Begin
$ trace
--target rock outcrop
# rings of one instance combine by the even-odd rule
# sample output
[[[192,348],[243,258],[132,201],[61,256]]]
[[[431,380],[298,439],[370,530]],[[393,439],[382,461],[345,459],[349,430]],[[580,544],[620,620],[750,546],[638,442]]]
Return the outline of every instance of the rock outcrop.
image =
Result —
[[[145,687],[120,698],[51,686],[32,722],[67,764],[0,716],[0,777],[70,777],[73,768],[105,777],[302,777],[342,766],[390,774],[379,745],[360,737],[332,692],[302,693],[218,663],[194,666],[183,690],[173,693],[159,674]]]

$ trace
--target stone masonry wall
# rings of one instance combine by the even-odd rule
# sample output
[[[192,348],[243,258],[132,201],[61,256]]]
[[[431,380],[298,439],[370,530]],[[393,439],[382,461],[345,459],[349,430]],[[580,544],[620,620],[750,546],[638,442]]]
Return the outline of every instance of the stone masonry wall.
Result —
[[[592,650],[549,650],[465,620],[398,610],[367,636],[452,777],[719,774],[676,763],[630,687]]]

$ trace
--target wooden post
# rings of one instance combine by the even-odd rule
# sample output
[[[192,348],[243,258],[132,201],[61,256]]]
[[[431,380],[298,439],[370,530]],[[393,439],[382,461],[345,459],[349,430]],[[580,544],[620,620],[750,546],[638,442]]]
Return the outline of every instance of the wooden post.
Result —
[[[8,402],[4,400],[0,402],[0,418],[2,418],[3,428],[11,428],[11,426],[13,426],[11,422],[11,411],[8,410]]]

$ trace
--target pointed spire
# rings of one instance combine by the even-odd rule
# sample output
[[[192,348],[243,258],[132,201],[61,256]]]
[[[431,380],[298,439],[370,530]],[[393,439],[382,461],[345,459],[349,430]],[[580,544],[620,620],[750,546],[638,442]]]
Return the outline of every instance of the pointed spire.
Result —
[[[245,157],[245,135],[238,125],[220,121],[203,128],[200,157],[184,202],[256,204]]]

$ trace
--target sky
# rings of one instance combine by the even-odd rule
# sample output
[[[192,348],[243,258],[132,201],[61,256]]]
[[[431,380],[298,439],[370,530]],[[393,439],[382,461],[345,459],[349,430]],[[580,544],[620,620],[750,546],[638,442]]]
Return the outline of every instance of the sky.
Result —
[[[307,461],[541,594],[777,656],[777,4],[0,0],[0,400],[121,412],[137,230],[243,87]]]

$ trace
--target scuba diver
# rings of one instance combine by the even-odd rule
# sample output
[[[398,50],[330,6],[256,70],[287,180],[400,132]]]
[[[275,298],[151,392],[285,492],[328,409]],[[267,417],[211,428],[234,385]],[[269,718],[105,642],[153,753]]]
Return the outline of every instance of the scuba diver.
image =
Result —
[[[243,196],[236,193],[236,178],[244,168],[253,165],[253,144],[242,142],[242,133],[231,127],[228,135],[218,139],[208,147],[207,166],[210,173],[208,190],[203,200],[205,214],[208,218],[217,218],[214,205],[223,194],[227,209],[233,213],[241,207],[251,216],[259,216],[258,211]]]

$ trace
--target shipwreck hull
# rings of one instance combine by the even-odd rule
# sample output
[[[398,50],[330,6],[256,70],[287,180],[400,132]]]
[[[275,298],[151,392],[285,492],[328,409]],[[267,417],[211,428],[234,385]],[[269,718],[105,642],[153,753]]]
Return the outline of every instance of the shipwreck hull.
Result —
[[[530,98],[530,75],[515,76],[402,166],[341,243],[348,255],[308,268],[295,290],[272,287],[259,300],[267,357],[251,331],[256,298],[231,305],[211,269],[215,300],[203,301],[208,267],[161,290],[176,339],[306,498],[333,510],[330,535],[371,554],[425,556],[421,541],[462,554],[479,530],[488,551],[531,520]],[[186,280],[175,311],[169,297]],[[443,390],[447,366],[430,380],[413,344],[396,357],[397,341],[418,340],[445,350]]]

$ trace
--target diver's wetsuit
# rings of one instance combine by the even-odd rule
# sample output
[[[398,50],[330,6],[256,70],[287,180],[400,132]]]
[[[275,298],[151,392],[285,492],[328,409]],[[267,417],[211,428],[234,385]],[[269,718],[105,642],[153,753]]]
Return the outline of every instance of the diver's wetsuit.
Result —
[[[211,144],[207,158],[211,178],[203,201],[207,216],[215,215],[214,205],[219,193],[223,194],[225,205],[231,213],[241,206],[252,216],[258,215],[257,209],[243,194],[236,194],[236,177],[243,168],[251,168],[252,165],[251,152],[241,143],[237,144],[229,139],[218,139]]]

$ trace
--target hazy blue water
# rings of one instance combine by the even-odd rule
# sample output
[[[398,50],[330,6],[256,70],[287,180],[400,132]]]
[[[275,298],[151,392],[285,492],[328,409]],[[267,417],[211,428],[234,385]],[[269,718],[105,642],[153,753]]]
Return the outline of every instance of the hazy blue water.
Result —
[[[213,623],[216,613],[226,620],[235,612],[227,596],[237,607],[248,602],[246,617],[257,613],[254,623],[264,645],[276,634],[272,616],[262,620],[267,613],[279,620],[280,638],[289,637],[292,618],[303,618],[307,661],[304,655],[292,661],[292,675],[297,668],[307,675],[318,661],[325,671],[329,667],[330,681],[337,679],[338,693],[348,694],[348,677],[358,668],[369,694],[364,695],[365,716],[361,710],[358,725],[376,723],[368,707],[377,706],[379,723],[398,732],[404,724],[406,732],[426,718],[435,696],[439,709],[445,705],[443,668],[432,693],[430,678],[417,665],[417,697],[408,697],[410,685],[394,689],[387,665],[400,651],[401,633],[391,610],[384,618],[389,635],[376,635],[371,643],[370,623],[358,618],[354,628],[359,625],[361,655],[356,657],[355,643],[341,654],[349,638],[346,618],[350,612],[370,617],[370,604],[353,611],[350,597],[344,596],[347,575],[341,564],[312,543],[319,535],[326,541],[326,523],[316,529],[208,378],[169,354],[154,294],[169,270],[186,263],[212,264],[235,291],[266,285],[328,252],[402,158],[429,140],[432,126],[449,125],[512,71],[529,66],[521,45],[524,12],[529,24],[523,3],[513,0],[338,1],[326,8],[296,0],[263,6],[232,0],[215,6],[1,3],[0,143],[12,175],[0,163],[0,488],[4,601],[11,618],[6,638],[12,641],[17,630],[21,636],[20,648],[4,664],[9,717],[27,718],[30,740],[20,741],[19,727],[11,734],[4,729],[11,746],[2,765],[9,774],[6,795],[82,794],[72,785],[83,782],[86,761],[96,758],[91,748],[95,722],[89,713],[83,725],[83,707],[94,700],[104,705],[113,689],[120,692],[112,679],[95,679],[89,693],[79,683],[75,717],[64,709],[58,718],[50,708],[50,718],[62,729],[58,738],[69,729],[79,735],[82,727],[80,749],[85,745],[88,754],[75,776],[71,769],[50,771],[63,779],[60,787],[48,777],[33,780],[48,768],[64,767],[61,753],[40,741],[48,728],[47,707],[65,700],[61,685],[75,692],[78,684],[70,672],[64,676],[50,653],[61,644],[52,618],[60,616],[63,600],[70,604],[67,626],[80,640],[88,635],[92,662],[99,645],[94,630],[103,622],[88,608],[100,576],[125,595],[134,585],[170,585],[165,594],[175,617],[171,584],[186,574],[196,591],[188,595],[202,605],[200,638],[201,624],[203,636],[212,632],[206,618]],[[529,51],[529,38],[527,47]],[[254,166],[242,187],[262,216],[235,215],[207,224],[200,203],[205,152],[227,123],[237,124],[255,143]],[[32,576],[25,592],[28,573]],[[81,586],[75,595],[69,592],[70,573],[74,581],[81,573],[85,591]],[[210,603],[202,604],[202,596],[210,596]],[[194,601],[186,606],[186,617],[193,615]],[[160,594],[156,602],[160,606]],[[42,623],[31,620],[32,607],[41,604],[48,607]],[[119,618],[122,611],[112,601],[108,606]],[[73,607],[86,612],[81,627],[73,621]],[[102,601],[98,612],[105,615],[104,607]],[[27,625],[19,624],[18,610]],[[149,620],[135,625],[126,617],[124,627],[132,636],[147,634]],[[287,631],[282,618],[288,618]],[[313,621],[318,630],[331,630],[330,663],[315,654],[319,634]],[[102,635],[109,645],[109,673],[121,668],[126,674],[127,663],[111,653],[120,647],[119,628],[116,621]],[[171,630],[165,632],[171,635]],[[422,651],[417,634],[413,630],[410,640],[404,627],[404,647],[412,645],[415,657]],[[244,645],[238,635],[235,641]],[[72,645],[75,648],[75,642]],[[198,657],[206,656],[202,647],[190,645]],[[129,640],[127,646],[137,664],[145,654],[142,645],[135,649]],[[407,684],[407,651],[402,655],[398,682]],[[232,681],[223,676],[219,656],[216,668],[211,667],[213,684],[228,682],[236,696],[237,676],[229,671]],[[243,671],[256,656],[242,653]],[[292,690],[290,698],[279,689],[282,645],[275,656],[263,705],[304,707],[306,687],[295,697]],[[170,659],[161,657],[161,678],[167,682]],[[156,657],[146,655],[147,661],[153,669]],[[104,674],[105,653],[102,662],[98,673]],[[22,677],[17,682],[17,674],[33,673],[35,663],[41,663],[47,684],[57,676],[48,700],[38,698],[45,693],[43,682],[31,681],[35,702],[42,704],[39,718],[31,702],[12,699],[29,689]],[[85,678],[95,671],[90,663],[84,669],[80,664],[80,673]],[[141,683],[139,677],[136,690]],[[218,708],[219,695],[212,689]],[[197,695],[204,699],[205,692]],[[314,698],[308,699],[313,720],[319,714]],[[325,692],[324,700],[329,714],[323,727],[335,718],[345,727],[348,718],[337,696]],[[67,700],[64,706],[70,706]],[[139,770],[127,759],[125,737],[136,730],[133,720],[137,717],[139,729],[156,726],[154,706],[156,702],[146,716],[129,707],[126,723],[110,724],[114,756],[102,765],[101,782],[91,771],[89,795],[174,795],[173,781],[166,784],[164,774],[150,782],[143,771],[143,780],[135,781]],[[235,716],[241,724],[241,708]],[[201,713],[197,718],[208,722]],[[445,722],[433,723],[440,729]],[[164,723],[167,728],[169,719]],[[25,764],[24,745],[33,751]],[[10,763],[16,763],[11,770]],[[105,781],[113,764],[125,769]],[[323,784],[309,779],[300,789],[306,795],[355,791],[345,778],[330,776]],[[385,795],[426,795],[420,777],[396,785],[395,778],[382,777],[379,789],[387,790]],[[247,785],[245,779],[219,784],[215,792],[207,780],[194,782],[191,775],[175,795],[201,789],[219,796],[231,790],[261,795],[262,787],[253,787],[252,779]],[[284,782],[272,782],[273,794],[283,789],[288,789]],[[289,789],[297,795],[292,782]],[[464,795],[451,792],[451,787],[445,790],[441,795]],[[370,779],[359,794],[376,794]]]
End
### Instructions to follow
Report, copied in full, every line in the data above that contains the string "post".

### Answer to the problem
--target wooden post
Return the outline of every instance of the wooden post.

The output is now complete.